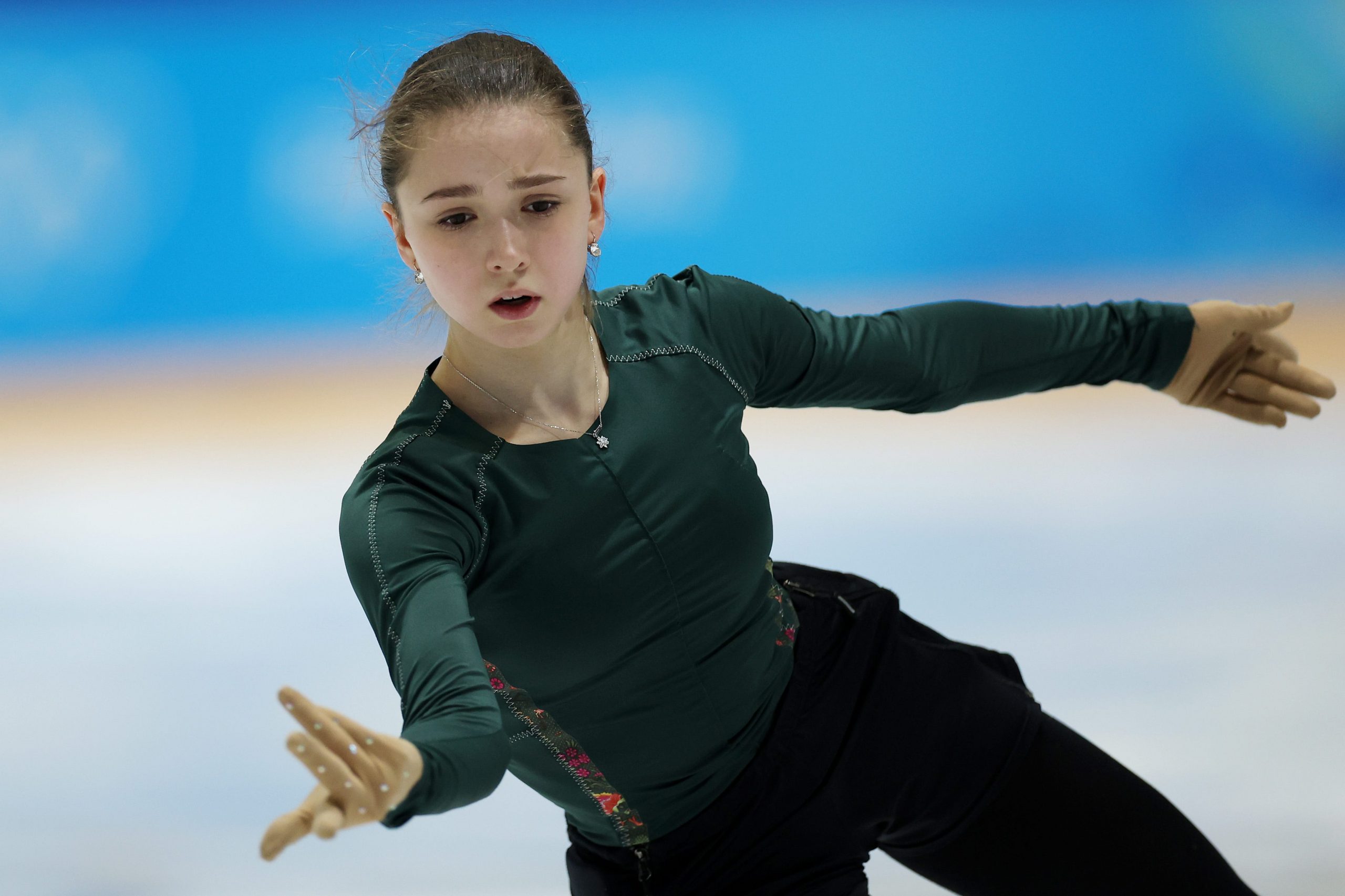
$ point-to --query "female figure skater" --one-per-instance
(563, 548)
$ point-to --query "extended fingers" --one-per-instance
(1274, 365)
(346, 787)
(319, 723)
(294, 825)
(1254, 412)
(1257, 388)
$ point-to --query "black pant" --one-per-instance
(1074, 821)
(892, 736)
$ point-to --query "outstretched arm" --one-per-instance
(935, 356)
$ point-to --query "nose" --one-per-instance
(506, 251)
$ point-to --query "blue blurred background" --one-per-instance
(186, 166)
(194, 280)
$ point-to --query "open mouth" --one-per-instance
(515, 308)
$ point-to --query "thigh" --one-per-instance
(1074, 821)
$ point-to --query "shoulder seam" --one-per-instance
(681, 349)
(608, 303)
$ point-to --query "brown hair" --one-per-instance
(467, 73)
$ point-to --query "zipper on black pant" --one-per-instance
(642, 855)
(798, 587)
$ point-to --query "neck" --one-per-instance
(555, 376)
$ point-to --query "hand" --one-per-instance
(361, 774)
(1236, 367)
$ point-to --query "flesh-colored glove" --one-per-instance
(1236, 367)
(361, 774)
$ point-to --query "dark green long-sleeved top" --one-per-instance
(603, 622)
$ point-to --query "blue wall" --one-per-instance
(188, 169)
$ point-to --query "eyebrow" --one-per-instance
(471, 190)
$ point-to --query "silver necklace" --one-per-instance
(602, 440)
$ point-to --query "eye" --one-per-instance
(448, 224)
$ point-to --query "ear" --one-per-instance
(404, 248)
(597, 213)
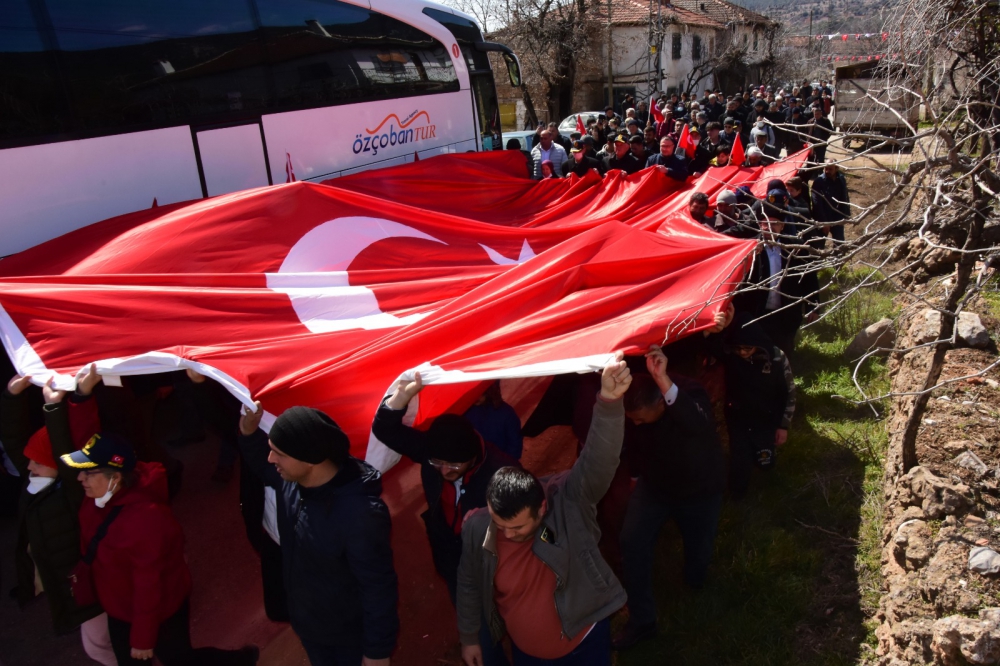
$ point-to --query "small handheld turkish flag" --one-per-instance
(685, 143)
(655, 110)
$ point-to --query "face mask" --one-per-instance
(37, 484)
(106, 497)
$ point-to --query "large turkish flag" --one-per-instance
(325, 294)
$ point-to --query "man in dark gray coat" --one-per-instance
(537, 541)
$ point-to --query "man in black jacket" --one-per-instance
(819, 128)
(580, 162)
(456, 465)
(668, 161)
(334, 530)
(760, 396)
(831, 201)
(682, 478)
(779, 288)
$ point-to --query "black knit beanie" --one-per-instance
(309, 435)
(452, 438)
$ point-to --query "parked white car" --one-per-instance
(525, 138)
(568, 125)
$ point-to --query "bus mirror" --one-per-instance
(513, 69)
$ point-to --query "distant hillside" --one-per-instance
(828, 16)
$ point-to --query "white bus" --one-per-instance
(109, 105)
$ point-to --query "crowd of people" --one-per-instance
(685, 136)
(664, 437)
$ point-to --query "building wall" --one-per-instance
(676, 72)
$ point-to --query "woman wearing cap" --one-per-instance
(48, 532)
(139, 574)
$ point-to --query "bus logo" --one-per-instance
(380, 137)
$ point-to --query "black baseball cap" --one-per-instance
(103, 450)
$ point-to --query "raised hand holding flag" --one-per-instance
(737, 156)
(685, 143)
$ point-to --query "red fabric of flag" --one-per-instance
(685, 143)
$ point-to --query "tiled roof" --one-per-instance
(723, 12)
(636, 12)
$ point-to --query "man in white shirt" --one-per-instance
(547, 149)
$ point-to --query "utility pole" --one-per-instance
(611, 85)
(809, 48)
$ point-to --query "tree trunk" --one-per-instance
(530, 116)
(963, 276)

================================

Task statement: From the material above, copy everything exactly but the pictures.

Reply:
$ point-to --query "female figure skater" --one-per-instance
(563, 548)
$ point-to --query "extended fingers" --one-per-instance
(1274, 365)
(346, 787)
(319, 723)
(294, 825)
(1254, 412)
(1257, 388)
$ point-to --query "black pant" --one-per-instance
(1074, 821)
(892, 736)
$ point-to --query "outstretched arm" --one-per-instance
(935, 356)
$ point-to --query "nose" --one-per-instance
(506, 251)
$ point-to --query "blue blurred background" --one-per-instance
(186, 166)
(194, 280)
$ point-to --query "open mouth" --one-per-instance
(515, 308)
$ point-to --query "thigh" --one-per-instance
(1074, 821)
$ point-to --query "shoulder seam" --one-per-instance
(681, 349)
(608, 303)
$ point-to --query "brown hair" --one-per-instance
(467, 73)
$ point-to --query "zipper on black pant" --one-per-instance
(642, 855)
(798, 587)
$ point-to --query "neck" --one-per-instance
(555, 376)
$ point-to --query "hand" --one-per-instance
(361, 774)
(1236, 367)
$ point-to --query "flesh-colored glove" --one-per-instance
(1236, 367)
(361, 774)
$ point-to --query "dark green long-sleeved top" --one-per-instance
(603, 622)
$ point-to --query "blue wall" --one-per-instance
(188, 169)
$ point-to --query "eyebrow" --one-per-instance
(471, 190)
$ point-to --query "silver necklace" --one-per-instance
(602, 440)
$ point-to --query "eye" --one-per-instance
(448, 224)
$ point-to --query "ear" --one-per-instance
(404, 248)
(597, 213)
$ point-to --query "small handheld turkish flag" --one-per-instance
(685, 143)
(655, 110)
$ point-to --query "face mask" --one-per-instance
(37, 484)
(106, 497)
$ point-to --query "large turkish flag" --one-per-instance
(325, 294)
$ point-to --query "man in dark gray coat" --one-per-instance
(537, 541)
$ point-to --query "man in black jacket" --one-per-instance
(819, 128)
(580, 162)
(456, 465)
(668, 161)
(334, 530)
(760, 396)
(831, 201)
(682, 478)
(779, 288)
$ point-to --query "black knit beanie" --one-per-instance
(309, 435)
(452, 438)
$ point-to --query "parked white car" --one-per-instance
(525, 138)
(568, 125)
$ point-to --query "bus mirror" --one-per-instance
(513, 69)
$ point-to --query "distant hillside" --one-per-instance
(828, 16)
$ point-to --query "white bus" --one-per-instance
(109, 105)
$ point-to --query "crowd of people" --one-per-instance
(685, 136)
(664, 437)
$ point-to --query "building wall" --one-per-instance
(676, 72)
$ point-to --query "woman wearing cap" --one-per-instance
(48, 532)
(139, 574)
$ point-to --query "bus logo" --one-per-instance
(380, 137)
$ point-to --query "black baseball cap" --one-per-instance
(103, 450)
$ point-to --query "raised hand holding flag" --one-per-instance
(737, 156)
(685, 143)
$ point-to --query "red fabric of flag" --one-per-instance
(685, 143)
$ point-to --query "tiled roof" --one-per-instance
(723, 12)
(636, 12)
$ point-to --query "man in white shirt" --one-per-instance
(547, 149)
$ point-to --query "utility pole" --one-per-instance
(611, 85)
(809, 48)
$ point-to --query "tree trunk" --one-per-instance
(530, 116)
(963, 276)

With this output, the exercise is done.